◆ Vorgegebener Text:
* * * * * * *
Bleibt nach der Bundestagswahl noch weniger Netto vom Brutto? | ABC-Z
Schlagzeilen wie diese schrecken regelmäßig auf: Spitzensteuersatz trifft immer mehr Steuerzahler. Abgabenlast für Arbeitnehmer fast nirgendwo so hoch wie in Deutschland. Immer mehr Rentner müssen Steuern zahlen. Wenn die Statistiken aktualisiert werden, rauschen solche Botschaften durch die Medien. Sie deuten auf eine schleichende Mehrbelastung der Bürger. Das liegt nahe, wenn die Steuerpolitik höchstens die Effekte der steigenden Preise ausgleicht. Dann führen höhere Realeinkommen weiterhin zu höheren Abzügen zugunsten des Finanzamts. Wenn gleichzeitig die Kosten der Sozialversicherungen für die Arbeitnehmer wachsen, steigt ihre gesamte Abgabenlast. Hinzu kommen die Sozialbeiträge der Arbeitgeber, deren Anstieg sich zunehmend als Hemmnis für den Wirtschaftsstandort erweist.
Steuern und Abgaben verschmelzen offenkundig zu einer unangenehmen Melange. Wie die gesamtwirtschaftliche Belastung sich verändert hat, zeigt ein kurzer Blick zurück. Die volkswirtschaftliche Abgabenquote, also Steuern plus Sozialabgaben im Verhältnis zum Bruttoinlandsprodukt, ist nach den Zahlen der Industrieländerorganisation OECD hierzulande in den vergangenen Jahrzehnten spürbar gestiegen: von 31,7 Prozent im Jahr 1965 über 34,4 Prozent im Jahr 2005 auf zuletzt (2022) 39,3 Prozent. Bei der aktuellen Wirtschaftsleistung macht allein der Anstieg der vergangenen zwanzig Jahre mehr als 200 Milliarden Euro aus, die zusätzlich in die Kassen des Staates gelenkt werden. Zwar gibt es Länder, die eine noch höhere Abgabenquote haben wie Frankreich (46,1 Prozent), Italien (42,9 Prozent) und die skandinavischen Länder (durch die Bank mehr als 41 Prozent), aber auch einige, die mit deutlich weniger auskommen: Irland (20,9 Prozent), Schweiz (27,2 Prozent) Vereinigte Staaten (27,7 Prozent). Nebenbei: Wachstumsdynamik ist eher in der zweiten Gruppe zu verorten.
* * * * * * *
◆ Deine Aufgaben:
1. Kannst du aus dem Text zur Abgabenlast den Abschnitt wortgetreu abschreiben, der mit den Worten „Bleibt nach der“ beginnt und mit „den Wirtschaftsstandort erweist.“ endet?
2. Wie lässt sich der Text zur Abgabenlast im Anschluss an seinen letzten Satz fortführen?

◆ Datensätze eines Datenbestands:
* * * * * * *
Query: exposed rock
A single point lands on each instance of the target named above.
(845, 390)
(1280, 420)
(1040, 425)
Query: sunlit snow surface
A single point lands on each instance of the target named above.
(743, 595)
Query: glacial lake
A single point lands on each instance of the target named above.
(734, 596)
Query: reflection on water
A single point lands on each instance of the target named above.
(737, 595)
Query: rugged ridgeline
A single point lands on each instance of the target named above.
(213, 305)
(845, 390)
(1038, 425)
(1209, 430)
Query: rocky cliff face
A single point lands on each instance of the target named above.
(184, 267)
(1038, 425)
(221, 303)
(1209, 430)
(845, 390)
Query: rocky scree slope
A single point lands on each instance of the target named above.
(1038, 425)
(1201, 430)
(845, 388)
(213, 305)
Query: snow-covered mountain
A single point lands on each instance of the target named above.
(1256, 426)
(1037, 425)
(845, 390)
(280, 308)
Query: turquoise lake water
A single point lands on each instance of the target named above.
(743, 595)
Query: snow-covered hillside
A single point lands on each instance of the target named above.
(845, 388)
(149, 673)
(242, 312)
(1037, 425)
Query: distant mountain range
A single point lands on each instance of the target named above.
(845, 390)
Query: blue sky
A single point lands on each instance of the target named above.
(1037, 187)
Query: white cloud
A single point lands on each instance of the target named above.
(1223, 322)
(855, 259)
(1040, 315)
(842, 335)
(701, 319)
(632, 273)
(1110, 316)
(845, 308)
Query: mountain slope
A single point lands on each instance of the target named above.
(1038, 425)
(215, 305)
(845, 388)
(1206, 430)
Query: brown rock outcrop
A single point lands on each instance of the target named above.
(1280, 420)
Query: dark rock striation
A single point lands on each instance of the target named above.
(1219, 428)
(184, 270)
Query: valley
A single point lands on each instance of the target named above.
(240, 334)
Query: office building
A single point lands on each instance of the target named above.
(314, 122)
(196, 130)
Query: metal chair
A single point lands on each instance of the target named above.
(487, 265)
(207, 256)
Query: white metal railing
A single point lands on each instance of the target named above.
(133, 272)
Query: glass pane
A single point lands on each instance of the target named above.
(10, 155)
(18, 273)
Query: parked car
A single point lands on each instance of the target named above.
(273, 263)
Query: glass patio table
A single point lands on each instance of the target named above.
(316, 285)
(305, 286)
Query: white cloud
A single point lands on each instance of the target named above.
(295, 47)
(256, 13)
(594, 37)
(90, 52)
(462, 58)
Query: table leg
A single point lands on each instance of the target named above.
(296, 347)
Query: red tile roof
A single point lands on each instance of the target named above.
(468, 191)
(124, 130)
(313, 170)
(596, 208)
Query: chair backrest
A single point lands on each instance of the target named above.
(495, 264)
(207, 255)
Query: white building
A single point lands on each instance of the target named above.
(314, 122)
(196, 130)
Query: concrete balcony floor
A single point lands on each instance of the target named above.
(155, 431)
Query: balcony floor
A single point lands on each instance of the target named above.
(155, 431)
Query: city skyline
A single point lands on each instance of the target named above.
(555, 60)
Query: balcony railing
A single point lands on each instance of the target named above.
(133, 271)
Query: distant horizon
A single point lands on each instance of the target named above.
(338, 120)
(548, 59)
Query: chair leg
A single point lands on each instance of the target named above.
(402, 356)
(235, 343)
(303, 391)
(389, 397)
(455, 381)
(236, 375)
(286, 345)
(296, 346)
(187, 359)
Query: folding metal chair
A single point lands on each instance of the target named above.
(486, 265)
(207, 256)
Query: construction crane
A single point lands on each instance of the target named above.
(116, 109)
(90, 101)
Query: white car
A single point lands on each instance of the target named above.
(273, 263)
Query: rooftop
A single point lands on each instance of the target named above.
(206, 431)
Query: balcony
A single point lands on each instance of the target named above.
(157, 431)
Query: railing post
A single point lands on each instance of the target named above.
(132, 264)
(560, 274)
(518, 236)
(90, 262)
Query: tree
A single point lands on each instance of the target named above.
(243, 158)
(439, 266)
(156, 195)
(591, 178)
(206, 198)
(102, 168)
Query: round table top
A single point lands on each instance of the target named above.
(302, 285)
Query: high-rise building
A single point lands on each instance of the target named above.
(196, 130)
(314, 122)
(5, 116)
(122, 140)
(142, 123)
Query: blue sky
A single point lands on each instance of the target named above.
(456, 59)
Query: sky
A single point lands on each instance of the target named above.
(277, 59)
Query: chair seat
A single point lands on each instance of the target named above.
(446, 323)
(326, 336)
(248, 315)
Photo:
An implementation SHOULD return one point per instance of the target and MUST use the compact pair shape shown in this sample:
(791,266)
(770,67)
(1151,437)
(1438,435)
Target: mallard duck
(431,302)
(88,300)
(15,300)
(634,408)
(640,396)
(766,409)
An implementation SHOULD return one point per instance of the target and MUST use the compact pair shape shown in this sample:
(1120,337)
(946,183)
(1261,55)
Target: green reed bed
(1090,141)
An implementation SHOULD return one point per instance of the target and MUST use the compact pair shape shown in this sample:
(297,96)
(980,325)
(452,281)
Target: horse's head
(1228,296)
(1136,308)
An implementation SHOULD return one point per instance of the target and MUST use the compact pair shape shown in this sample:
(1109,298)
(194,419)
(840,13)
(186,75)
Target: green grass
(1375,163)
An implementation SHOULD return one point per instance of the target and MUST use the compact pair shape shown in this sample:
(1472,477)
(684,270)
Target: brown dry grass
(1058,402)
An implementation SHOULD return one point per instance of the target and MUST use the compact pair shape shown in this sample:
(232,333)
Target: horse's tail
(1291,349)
* * * * * * *
◆ Antwortliste:
1.
Bleibt nach der Bundestagswahl noch weniger Netto vom Brutto? | ABC-Z
Schlagzeilen wie diese schrecken regelmäßig auf: Spitzensteuersatz trifft immer mehr Steuerzahler. Abgabenlast für Arbeitnehmer fast nirgendwo so hoch wie in Deutschland. Immer mehr Rentner müssen Steuern zahlen. Wenn die Statistiken aktualisiert werden, rauschen solche Botschaften durch die Medien. Sie deuten auf eine schleichende Mehrbelastung der Bürger. Das liegt nahe, wenn die Steuerpolitik höchstens die Effekte der steigenden Preise ausgleicht. Dann führen höhere Realeinkommen weiterhin zu höheren Abzügen zugunsten des Finanzamts. Wenn gleichzeitig die Kosten der Sozialversicherungen für die Arbeitnehmer wachsen, steigt ihre gesamte Abgabenlast. Hinzu kommen die Sozialbeiträge der Arbeitgeber, deren Anstieg sich zunehmend als Hemmnis für den Wirtschaftsstandort erweist.

2.
In der Steuerpolitik beschränken sich deutsche Regierungen seit vielen Jahren darauf, die kalte Progression zu korrigieren, also die schleichende Mehrbelastung aus dem Zusammenspiel von Inflation und progressiver Einkommensteuer. Ohne diese Verschiebung des Steuertarifs zahlten die Bürger mehr an das Finanzamt, obwohl sie sich mit ihrem Einkommen nicht mehr Güter leisten können. Aber wenn die Finanzpolitik darüber hinaus nichts macht, rutschen mehr und mehr Bürger in den Bereich der Spitzenbelastung, obwohl diese ursprünglich nicht für sie gedacht war. So kann man heute mit Teilen des Einkommens sowohl dem Spitzensteuersatz unterliegen als auch Sozialversicherungsbeiträge zahlen.
Zahl der Steuerpflichtigen verdoppelt
Die Zahl der Steuerpflichtigen, die mit dem Höchstsatz besteuert werden, hat sich nach der jüngsten Datensammlung des Bundesfinanzministeriums binnen eines Jahrzehnts nahezu verdoppelt: Sie erhöhte sich von 1,6 Millionen im Jahr 2010 auf mehr als 3 Millionen 2019. Dann endet die aktuelle Betrachtung, weil sich die Steuerveranlagung hinziehen kann; das verzögert die statistischen Daten.
Die in der Datensammlung aufgeführten Tabellen zur Belastung von Durchschnittsverdienern scheinen dem Befund einer schleichenden Mehrbelastung zu widersprechen. Danach ist das verfügbare Einkommen in den vergangenen zwanzig Jahren nicht spürbar gesunken. Aber diese Berechnungen des Fraunhofer-Instituts für Angewandte Informationstechnik haben Defizite. Zum einen wird der Durchschnittswert plump aus dem Verhältnis von Bruttolohn- und -gehaltssumme zur Zahl der inländischen Arbeitnehmer gebildet – Teilzeitbeschäftigte verzerren und drücken somit den Wert. Verdienst und Abgabenlast des typischen Vollzeitbeschäftigten dürften höher sein als ausgewiesen. Zum anderen spiegeln die Zahlen nicht die Umstellung der Rentenbesteuerung. Früher wurden vor allem die Beiträge besteuert, künftig nur noch die Renten. Diese aufgeschobene Steuerlast ist in den Tabellen nicht zu sehen.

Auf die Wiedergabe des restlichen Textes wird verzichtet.